Required actions
**1.** List every statistical software package or library that the gretl thread names.
**2.** Reproduce the gretl thread word for word from "That said, I" to "should work towards.".

Text block

——————————

On Tue, 19 Jun 2012, Riccardo (Jack) Lucchetti wrote:
On Mon, 18 Jun 2012, Allin Cottrell wrote:
> A few changes in recent gretl CVS address the issue of
> handling very large datasets -- datasets that will not fit
> into RAM in their entirety. [...]
First of all, let me thank Allin for all the work he's done in this
direction: I ran a few tests on the new CVS features and I can confirm that
every test I tried works splendidly.
That said, I have the feeling that, in order to use effectively the datasets
Allin is referring to, we need an extra ingredient (which, IMHO, is THE
feature that made Stata the killer package in some quarters of the
econometrics profession): the ability to extract data sensibly by performing
those operations that, in database parlance, are called JOINs.
[...]
Thanks for the clear explanation, and I think you're right; handling
JOINs is something we should work towards.
I'm also thinking that it would be nice to offer a shortcut for the
kind of procedure I outlined, so that you could do something like
open huge.txt --cols=whatever --rowmask="gender==1"
In the background gretl would do what I described before: find and
use the full-length gender series to construct a rowmask, then read
the selected columns using the mask. This would not only be more
user-friendly, it would also be more efficient: libgretl could use a
simple byte array for the rowmask, and it wouldn't necessarily have
to read the whole gender series into memory, just scan it row by
row.
A question for users of big data (somewhat relevant to implementing
the above suggestion): do monster-size text datafiles typically come
in fixed format? That's my sense, but I don't have a lot of
experience in this area. (If that's right it makes sense
computationally: it's much quicker to read specific variables out of
a big file if you know in advance exactly where to find them.)
Allin

——————————

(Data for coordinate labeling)
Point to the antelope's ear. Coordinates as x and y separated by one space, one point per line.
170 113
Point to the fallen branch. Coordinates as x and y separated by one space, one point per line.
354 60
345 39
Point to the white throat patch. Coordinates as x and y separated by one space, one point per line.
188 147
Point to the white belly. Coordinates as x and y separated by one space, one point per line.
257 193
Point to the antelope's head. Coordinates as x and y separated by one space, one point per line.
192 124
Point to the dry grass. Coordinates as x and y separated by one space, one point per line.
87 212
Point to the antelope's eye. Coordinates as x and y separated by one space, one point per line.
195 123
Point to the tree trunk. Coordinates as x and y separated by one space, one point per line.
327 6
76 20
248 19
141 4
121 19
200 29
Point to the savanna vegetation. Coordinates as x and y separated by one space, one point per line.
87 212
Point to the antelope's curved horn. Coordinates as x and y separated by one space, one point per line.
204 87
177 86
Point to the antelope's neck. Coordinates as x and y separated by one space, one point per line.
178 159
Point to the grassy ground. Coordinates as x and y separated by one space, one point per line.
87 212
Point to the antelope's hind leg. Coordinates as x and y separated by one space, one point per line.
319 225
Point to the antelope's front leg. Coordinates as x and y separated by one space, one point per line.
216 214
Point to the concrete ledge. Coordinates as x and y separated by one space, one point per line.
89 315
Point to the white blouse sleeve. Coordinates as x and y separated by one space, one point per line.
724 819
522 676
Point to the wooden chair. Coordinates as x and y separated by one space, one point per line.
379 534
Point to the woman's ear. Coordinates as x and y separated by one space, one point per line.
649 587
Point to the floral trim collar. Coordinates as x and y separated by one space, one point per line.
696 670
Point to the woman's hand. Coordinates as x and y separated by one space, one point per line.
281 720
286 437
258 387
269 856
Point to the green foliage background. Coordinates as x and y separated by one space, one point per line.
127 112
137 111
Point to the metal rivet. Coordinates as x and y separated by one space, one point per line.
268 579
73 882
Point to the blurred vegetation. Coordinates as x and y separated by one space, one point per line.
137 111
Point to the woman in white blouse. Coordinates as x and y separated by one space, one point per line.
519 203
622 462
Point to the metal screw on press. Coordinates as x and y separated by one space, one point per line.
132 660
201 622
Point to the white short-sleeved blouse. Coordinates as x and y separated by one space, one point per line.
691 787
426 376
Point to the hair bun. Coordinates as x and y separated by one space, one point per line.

——————————

Results for the exercise
**1.** gretl, Stata, libgretl

**2.**
That said, I have the feeling that, in order to use effectively the datasets
Allin is referring to, we need an extra ingredient (which, IMHO, is THE
feature that made Stata the killer package in some quarters of the
econometrics profession): the ability to extract data sensibly by performing
those operations that, in database parlance, are called JOINs.
[...]
Thanks for the clear explanation, and I think you're right; handling
JOINs is something we should work towards.